• [AUFGABE]: Schreib die folgenden Einträge Wort für Wort ab und lass die Bilder dabei weg.

• [GEZEIGTE EINTRÄGE]:

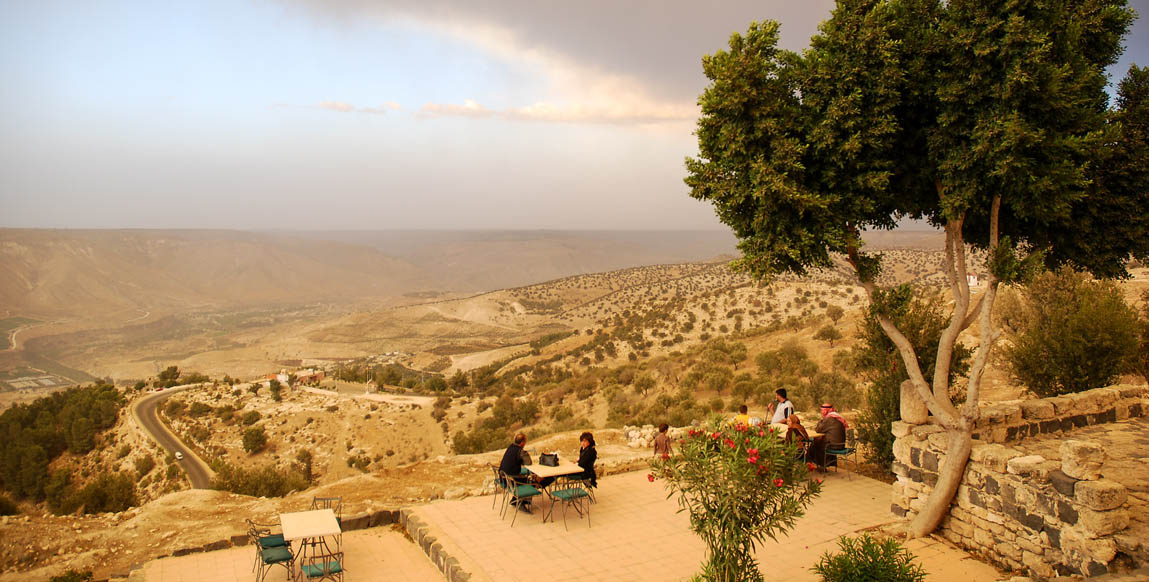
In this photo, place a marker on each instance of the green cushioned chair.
(328, 566)
(517, 493)
(571, 491)
(845, 450)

• [ENDERGEBNIS]:
In this photo, place a marker on each instance of the green cushioned chair.
(328, 566)
(517, 493)
(571, 491)
(845, 450)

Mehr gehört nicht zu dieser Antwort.